TO DO.
1) Extract everything from "Why does this" down to "to clean data." from the lesson on messy data, word for word.
2) Answer these from the lesson on messy data:
(a) Which two details do some people fail to provide in the customer database example?
(b) What three names for the same country illustrate inconsistencies?
(c) What share of customer ages is said to be missing in the question about trusting an age-preference analysis?

=== TEXT SEGMENT ===

Section 1 - Instruction

Welcome to working with real-world data! Here's the truth: most business data you'll encounter is messy, incomplete, and inconsistent.

Unlike textbook examples, real data comes with problems that need fixing before analysis.

Engagement Message

What’s one clue that told you a dataset was "off" or incomplete?

Section 2 - Instruction

Let's start with missing values - gaps where data should exist but doesn't. Imagine a customer database where some people didn't provide their age or income.

These blank cells create holes in your analysis and can lead to wrong conclusions.

Engagement Message

Can you think of why someone might skip providing their income?

Section 3 - Instruction

Next up: duplicate records. These happen when the same customer, transaction, or product appears multiple times in your dataset.

For example, if John Smith appears twice with slightly different spellings, your analysis might count him as two different customers.

Engagement Message

How might duplicates affect your customer count analysis?

Section 4 - Instruction

Finally, inconsistencies - when the same information is recorded differently across your data. Think "USA", "United States", and "US" all meaning the same country.

Or dates written as "Jan 15" in one place and "1/15" in another.

Engagement Message

What problems might this create when analyzing sales by country?

Section 5 - Instruction

Why does this matter for business decisions? Messy data leads to wrong insights, which lead to poor decisions.

If 30% of your customer ages are missing, can you trust an analysis about age preferences?

Engagement Message

What business decision might go wrong with incomplete customer data?

Section 6 - Instruction

The good news: recognizing these issues is the first step to fixing them. In upcoming units, we'll learn systematic approaches to clean data.

=== DATASET CONTENT ===

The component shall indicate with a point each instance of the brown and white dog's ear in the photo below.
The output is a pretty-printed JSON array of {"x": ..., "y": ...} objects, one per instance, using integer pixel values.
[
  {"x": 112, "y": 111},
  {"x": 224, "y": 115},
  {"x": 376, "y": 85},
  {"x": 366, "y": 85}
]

===
=== DATASET CONTENT ===

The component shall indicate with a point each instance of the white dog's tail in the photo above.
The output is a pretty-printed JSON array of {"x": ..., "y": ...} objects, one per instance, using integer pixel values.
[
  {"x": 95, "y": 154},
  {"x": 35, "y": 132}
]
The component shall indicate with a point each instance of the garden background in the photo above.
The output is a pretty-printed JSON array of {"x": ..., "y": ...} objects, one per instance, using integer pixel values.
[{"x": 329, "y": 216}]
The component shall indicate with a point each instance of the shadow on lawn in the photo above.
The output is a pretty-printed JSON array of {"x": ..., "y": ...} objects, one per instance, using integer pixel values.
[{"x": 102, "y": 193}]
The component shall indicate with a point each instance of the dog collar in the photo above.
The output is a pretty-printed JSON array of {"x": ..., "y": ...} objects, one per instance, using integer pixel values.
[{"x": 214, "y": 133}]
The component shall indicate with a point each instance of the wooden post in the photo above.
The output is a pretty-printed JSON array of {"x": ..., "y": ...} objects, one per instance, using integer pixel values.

===

SOLUTIONS BY TASK.
1)
Why does this matter for business decisions? Messy data leads to wrong insights, which lead to poor decisions.

If 30% of your customer ages are missing, can you trust an analysis about age preferences?

Engagement Message

What business decision might go wrong with incomplete customer data?

Section 6 - Instruction

The good news: recognizing these issues is the first step to fixing them. In upcoming units, we'll learn systematic approaches to clean data.

2)
(a) Age and income.
(b) "USA", "United States", and "US".
(c) 30%.